# [PROBLEM DESCRIPTION]
Count the lines in the items below that contain the string "leafy", matching case exactly, and reply with only the number.
○ ○ ○ ○
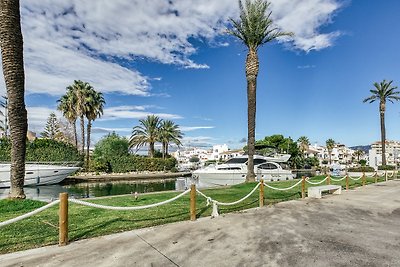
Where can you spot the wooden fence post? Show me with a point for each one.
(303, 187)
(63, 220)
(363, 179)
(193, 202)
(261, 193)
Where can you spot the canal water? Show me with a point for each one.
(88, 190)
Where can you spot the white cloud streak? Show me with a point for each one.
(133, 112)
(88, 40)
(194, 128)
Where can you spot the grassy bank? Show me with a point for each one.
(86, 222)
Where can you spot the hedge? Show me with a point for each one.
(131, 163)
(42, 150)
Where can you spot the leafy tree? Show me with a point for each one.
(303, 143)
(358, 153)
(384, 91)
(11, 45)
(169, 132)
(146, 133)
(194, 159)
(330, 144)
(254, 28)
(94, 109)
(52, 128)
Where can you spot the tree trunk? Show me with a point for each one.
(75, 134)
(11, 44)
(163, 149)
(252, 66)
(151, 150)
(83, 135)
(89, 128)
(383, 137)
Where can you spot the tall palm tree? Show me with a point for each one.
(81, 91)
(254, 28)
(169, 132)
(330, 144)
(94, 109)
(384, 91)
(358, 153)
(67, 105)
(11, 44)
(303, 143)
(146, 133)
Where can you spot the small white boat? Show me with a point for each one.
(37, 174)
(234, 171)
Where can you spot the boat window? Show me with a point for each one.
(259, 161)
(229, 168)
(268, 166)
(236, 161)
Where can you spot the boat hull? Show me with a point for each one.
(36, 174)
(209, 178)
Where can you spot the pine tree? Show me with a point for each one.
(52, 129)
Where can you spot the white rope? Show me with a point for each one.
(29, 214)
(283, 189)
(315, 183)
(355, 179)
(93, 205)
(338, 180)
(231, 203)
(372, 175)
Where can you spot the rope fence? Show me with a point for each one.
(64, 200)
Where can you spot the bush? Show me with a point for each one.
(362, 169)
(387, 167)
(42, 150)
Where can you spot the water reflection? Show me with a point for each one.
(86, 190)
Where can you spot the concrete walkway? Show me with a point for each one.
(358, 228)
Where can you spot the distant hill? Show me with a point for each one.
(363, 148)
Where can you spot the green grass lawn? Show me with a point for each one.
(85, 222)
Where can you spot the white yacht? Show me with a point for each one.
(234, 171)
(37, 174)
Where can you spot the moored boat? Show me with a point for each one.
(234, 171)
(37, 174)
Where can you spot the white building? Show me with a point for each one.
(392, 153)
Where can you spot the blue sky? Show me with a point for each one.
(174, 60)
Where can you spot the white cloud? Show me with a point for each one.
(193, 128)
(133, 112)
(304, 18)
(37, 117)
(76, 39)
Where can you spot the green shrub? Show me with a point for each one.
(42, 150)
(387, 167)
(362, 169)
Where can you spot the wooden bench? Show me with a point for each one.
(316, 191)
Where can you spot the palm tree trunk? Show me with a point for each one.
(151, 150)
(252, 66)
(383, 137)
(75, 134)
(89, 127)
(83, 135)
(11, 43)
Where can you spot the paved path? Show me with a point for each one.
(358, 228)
○ ○ ○ ○
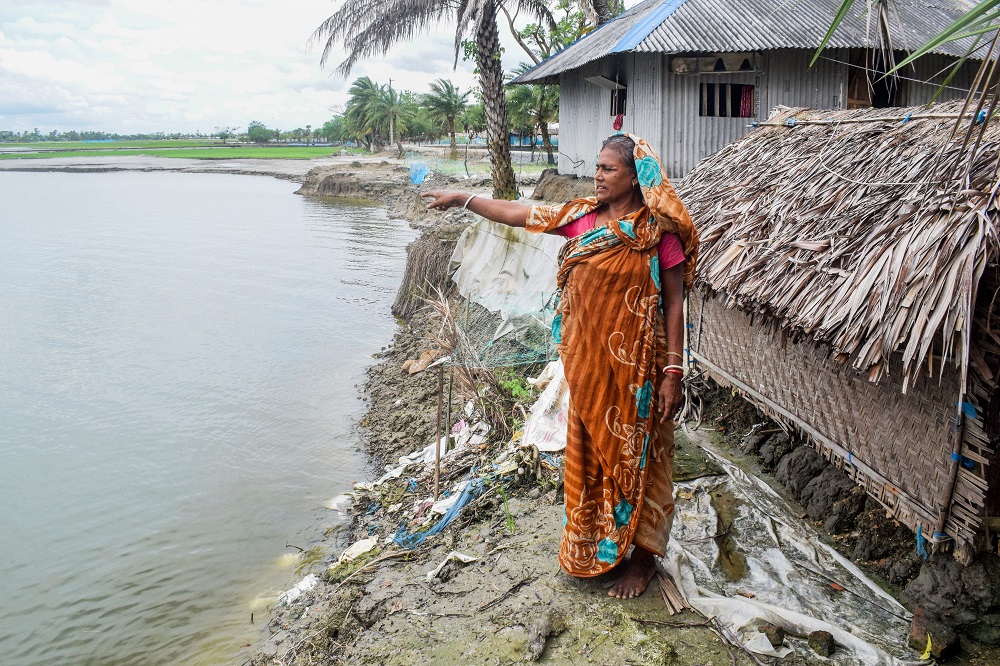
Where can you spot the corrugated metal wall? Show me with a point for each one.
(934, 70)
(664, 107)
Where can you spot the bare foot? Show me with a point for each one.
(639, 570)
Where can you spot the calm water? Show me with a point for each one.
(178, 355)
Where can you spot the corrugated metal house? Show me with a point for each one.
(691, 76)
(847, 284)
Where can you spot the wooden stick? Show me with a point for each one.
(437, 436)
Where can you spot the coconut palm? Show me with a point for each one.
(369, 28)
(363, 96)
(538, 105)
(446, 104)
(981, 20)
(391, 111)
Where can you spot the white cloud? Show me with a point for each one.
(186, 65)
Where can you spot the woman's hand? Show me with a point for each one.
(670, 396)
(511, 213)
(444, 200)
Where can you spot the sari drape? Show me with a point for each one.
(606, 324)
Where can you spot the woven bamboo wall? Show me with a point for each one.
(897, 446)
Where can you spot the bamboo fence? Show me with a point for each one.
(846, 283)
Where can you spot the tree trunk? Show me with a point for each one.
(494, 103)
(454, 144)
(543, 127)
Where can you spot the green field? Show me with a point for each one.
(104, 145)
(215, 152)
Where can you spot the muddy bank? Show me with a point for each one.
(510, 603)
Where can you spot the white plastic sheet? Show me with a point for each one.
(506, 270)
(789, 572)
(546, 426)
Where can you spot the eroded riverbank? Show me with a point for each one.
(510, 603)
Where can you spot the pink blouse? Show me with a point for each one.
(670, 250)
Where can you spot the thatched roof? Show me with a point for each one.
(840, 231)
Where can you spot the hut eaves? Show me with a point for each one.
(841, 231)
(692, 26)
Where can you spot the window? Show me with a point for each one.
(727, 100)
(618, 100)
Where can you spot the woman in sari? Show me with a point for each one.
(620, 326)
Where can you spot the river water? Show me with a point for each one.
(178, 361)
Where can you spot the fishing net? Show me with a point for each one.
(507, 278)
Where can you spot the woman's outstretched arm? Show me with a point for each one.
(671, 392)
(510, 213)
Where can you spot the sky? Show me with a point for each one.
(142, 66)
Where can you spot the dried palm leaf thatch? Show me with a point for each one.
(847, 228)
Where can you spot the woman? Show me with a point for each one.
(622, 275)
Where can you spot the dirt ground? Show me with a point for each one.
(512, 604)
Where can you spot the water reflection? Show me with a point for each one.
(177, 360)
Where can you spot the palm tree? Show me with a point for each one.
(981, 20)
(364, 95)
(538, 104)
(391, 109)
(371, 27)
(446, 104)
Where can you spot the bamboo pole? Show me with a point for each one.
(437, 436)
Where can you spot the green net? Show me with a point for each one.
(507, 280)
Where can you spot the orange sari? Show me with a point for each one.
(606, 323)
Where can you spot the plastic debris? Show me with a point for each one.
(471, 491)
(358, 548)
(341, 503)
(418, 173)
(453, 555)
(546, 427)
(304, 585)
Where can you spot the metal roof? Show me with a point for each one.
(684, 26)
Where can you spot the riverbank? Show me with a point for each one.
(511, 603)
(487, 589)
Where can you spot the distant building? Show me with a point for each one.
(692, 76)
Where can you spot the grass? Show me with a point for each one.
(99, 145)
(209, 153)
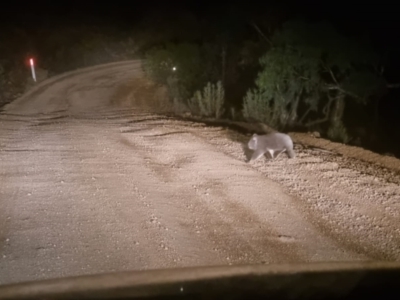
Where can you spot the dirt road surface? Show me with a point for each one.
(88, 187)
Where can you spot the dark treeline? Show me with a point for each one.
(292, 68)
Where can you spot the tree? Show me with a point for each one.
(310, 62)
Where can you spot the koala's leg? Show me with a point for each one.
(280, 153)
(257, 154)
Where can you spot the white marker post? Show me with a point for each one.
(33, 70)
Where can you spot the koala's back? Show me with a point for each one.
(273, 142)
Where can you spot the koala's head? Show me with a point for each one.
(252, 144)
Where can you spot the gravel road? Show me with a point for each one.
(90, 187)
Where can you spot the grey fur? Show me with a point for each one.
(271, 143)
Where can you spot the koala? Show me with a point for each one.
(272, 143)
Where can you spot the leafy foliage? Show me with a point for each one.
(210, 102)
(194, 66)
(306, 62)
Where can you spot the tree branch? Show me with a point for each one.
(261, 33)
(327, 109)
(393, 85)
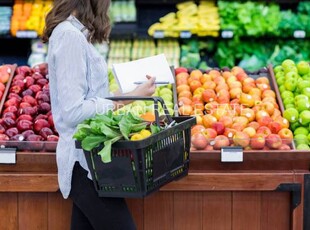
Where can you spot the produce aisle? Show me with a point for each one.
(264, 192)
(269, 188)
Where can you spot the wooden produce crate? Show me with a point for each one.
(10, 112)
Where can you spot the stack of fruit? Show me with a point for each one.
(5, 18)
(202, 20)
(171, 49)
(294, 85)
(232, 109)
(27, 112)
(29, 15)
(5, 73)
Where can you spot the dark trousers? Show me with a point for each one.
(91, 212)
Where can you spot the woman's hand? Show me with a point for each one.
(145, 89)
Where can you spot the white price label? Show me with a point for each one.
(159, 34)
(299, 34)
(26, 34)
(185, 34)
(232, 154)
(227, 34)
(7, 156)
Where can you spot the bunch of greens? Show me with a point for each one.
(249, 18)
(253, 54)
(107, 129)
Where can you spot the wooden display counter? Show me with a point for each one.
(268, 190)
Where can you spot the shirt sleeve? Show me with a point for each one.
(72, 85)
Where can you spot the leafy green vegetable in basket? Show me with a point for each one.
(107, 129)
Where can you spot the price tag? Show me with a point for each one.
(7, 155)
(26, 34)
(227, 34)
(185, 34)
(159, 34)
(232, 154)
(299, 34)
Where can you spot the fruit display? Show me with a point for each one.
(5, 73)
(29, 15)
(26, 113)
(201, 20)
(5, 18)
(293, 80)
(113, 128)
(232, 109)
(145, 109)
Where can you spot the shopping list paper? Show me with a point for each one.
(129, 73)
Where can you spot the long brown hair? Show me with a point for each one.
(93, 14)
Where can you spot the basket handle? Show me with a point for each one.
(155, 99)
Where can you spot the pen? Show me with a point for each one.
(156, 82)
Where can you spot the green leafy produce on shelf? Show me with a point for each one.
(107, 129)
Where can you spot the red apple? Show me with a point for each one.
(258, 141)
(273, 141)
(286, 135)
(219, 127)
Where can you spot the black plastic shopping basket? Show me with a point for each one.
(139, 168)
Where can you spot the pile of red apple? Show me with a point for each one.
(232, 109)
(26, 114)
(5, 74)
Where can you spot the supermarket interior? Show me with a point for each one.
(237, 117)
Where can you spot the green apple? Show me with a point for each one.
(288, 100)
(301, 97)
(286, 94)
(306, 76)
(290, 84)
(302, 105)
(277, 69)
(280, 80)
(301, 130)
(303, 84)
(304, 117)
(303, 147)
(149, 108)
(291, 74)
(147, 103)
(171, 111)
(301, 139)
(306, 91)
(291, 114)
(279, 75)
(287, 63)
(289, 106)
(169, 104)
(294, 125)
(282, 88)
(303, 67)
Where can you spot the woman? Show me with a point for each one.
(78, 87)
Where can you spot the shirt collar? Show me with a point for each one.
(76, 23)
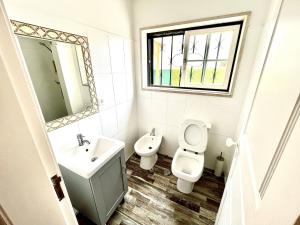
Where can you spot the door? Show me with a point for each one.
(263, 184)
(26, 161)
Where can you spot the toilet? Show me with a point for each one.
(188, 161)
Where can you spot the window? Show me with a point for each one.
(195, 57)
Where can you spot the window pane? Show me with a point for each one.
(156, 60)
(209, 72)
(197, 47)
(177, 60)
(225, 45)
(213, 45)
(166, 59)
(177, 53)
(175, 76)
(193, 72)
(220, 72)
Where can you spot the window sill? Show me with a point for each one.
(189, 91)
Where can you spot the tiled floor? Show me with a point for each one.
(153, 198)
○ ○ ○ ○
# [COMPLETE RESPONSE]
4